↓↓↓
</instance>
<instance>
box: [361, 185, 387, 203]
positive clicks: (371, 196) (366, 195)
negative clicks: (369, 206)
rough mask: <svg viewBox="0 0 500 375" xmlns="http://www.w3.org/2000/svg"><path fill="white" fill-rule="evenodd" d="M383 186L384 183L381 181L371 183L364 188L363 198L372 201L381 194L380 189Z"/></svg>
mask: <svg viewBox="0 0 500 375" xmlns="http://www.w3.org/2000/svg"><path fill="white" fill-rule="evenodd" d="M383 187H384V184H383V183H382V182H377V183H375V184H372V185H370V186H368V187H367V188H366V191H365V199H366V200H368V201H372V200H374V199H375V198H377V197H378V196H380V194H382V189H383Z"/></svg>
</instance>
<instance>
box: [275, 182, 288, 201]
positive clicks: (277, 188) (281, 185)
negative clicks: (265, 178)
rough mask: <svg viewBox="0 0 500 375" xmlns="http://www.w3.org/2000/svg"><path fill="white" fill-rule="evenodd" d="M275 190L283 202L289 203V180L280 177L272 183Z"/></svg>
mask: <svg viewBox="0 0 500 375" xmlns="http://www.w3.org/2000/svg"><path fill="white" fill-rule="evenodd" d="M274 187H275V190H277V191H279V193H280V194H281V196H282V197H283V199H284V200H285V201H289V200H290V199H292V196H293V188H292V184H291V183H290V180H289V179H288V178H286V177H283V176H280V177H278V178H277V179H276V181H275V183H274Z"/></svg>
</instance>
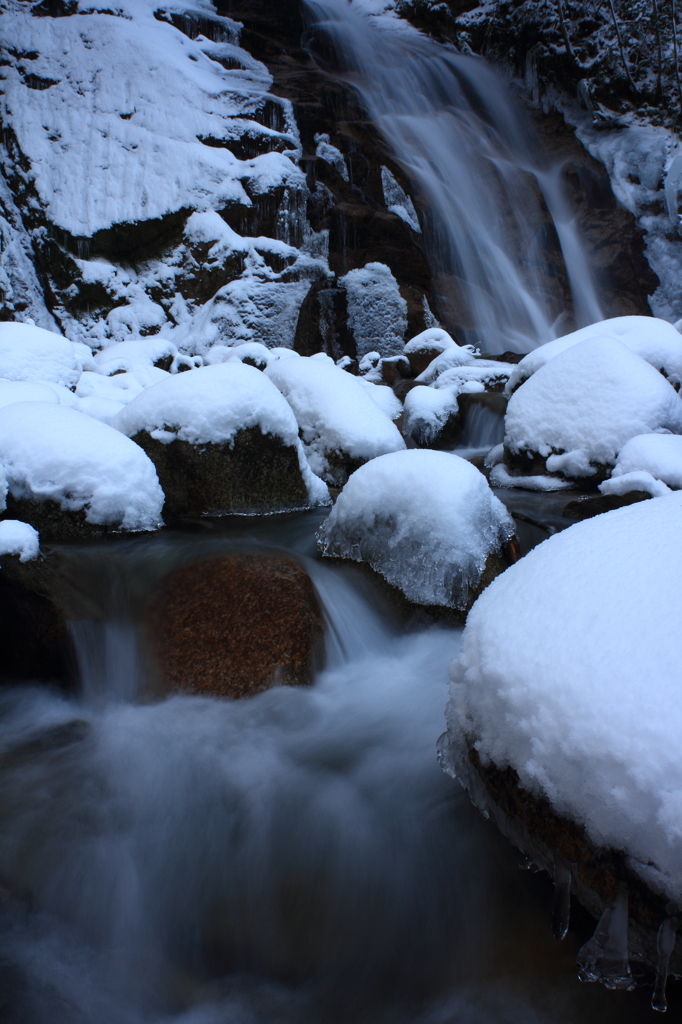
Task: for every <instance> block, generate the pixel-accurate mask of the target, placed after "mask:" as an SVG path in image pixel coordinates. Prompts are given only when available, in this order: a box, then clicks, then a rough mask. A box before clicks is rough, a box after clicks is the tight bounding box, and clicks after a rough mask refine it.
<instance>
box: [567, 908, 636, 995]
mask: <svg viewBox="0 0 682 1024" xmlns="http://www.w3.org/2000/svg"><path fill="white" fill-rule="evenodd" d="M578 976H579V978H580V979H581V981H600V982H601V983H602V985H604V987H605V988H620V989H625V990H627V991H632V989H633V988H634V987H635V983H634V981H633V979H632V974H631V971H630V965H629V963H628V894H627V892H621V893H619V895H617V896H616V898H615V901H614V902H613V905H612V906H610V907H607V908H606V909H605V910H604V912H603V913H602V915H601V918H600V919H599V924H598V925H597V927H596V929H595V933H594V935H593V936H592V938H591V939H590V941H589V942H586V943H585V945H584V946H583V948H582V949H581V950H580V952H579V954H578Z"/></svg>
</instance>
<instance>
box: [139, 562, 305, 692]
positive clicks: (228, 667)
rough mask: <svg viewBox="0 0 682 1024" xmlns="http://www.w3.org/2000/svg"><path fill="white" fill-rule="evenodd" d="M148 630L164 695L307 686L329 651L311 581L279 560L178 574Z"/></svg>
mask: <svg viewBox="0 0 682 1024" xmlns="http://www.w3.org/2000/svg"><path fill="white" fill-rule="evenodd" d="M146 625H147V630H148V632H150V634H151V637H152V643H153V646H154V649H155V650H156V652H157V657H158V660H159V666H160V668H161V671H162V673H163V675H164V688H166V689H167V690H181V691H183V692H187V693H196V694H202V695H205V696H223V697H244V696H251V695H253V694H254V693H259V692H261V691H262V690H266V689H268V688H269V687H271V686H276V685H287V686H301V685H306V684H308V683H310V682H311V681H312V671H313V668H314V664H315V660H316V657H317V656H318V654H319V652H321V648H322V637H323V625H322V614H321V610H319V605H318V603H317V599H316V597H315V593H314V590H313V587H312V584H311V582H310V579H309V577H308V575H307V573H306V572H305V571H304V569H303V568H301V566H300V565H299V564H298V563H297V562H296V561H294V559H292V558H289V557H286V556H284V555H279V554H262V555H254V554H249V555H238V554H236V555H227V556H224V557H221V558H215V559H211V560H210V561H205V562H200V563H198V564H193V565H186V566H184V567H182V568H180V569H178V570H176V571H175V572H173V573H171V575H170V577H168V578H167V579H166V581H165V582H164V584H163V586H162V589H161V592H160V594H159V595H158V597H157V599H156V601H155V602H154V604H153V606H152V607H151V608H150V610H148V612H147V615H146Z"/></svg>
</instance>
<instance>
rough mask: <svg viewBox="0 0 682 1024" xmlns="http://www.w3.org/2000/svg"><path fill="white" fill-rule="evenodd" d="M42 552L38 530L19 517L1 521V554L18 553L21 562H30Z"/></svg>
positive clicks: (6, 519) (6, 554)
mask: <svg viewBox="0 0 682 1024" xmlns="http://www.w3.org/2000/svg"><path fill="white" fill-rule="evenodd" d="M39 554H40V538H39V536H38V530H37V529H34V528H33V526H30V525H29V523H28V522H20V521H19V520H18V519H4V520H3V521H2V522H0V555H18V556H19V561H20V562H30V561H31V560H32V559H33V558H37V557H38V555H39Z"/></svg>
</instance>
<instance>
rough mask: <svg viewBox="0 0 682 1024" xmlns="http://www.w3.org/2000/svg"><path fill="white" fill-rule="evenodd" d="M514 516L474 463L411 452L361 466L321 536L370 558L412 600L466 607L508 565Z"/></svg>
mask: <svg viewBox="0 0 682 1024" xmlns="http://www.w3.org/2000/svg"><path fill="white" fill-rule="evenodd" d="M513 536H514V522H513V520H512V518H511V516H510V515H509V513H508V512H507V510H506V508H505V507H504V505H503V504H502V502H500V501H499V499H497V498H496V497H495V495H494V494H493V492H492V490H491V488H489V487H488V485H487V482H486V480H485V477H484V476H483V475H482V474H481V473H479V471H478V470H477V469H475V468H474V467H473V466H472V465H471V463H468V462H466V461H465V460H464V459H460V458H459V457H458V456H456V455H449V454H446V453H444V452H429V451H419V450H415V449H413V450H411V451H408V452H394V453H392V454H390V455H385V456H382V457H381V458H378V459H374V460H373V461H372V462H370V463H368V464H367V465H365V466H361V467H360V468H359V469H357V470H356V471H355V472H354V473H353V474H352V476H351V477H350V479H349V480H348V482H347V483H346V485H345V487H344V488H343V490H342V492H341V494H340V495H339V497H338V499H337V502H336V505H335V506H334V508H333V510H332V512H331V513H330V515H329V518H328V519H326V520H325V522H324V523H323V525H322V527H321V529H319V531H318V534H317V542H318V547H319V550H321V552H322V554H323V555H325V556H327V557H333V558H348V559H352V560H353V561H356V562H367V563H368V564H369V565H371V566H372V568H373V569H375V570H376V571H377V572H379V573H380V574H381V575H382V577H384V579H385V580H387V581H388V583H389V584H392V586H394V587H397V588H398V590H400V591H401V592H402V594H403V595H404V596H406V597H407V598H408V599H409V600H410V601H412V602H414V603H415V604H426V605H440V606H445V607H450V608H456V609H458V610H463V609H465V608H466V607H467V606H468V605H469V604H470V603H471V601H472V600H473V599H474V597H475V595H476V594H477V593H479V592H480V590H481V589H482V588H483V587H484V586H486V585H487V584H488V583H489V581H491V580H492V579H493V578H494V577H495V575H496V574H497V573H498V572H500V571H502V569H504V568H505V567H506V565H507V564H508V561H507V559H508V558H509V557H510V556H509V553H508V552H507V551H506V550H505V549H506V547H507V546H508V544H509V542H510V541H511V539H512V538H513Z"/></svg>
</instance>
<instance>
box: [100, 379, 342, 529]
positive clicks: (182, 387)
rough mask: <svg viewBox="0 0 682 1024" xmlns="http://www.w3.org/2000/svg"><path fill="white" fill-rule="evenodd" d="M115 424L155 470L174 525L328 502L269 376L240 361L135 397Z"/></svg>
mask: <svg viewBox="0 0 682 1024" xmlns="http://www.w3.org/2000/svg"><path fill="white" fill-rule="evenodd" d="M297 361H298V359H297ZM113 424H114V426H116V427H117V428H118V429H119V430H121V431H123V433H125V434H127V435H128V436H129V437H132V439H133V440H134V441H135V442H136V443H137V444H138V445H139V446H140V447H141V449H143V450H144V452H145V453H146V454H147V456H148V457H150V459H151V460H152V462H153V463H154V465H155V466H156V468H157V472H158V474H159V478H160V480H161V483H162V486H163V488H164V492H165V495H166V504H165V506H164V514H165V517H166V518H167V519H169V520H173V519H174V518H178V517H181V516H196V515H203V514H206V513H221V512H273V511H279V510H282V509H299V508H305V507H308V506H310V505H319V504H325V503H326V502H328V501H329V494H328V490H327V487H326V485H325V484H324V483H323V482H322V480H319V479H318V478H317V477H315V476H314V475H313V473H312V472H311V471H310V468H309V466H308V463H307V461H306V458H305V455H304V453H303V449H302V445H301V442H300V440H299V438H298V426H297V424H296V419H295V417H294V415H293V413H292V411H291V409H290V407H289V406H288V403H287V401H286V400H285V399H284V398H283V397H282V395H281V394H280V392H279V391H278V389H276V388H275V387H274V385H273V384H272V383H271V382H270V381H269V380H268V378H267V377H266V376H265V375H264V374H262V373H261V372H260V371H258V370H256V369H255V368H254V367H250V366H246V365H245V364H243V362H241V361H238V360H232V361H229V362H222V364H217V365H215V366H209V367H202V368H200V369H198V370H191V371H189V372H188V373H184V374H178V375H176V376H174V377H168V378H167V379H166V380H164V381H162V382H160V383H159V384H155V385H154V386H153V387H150V388H146V389H145V390H144V391H142V392H141V393H140V394H138V395H137V396H136V397H135V398H133V399H132V401H131V402H129V404H128V406H126V407H125V409H123V410H122V411H121V412H120V413H119V414H118V415H117V416H116V417H115V419H114V421H113Z"/></svg>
↑↑↑
Problem statement
Write out each line of the data that holds the string "negative".

Exercise result
negative clicks: (369, 206)
negative clicks: (265, 178)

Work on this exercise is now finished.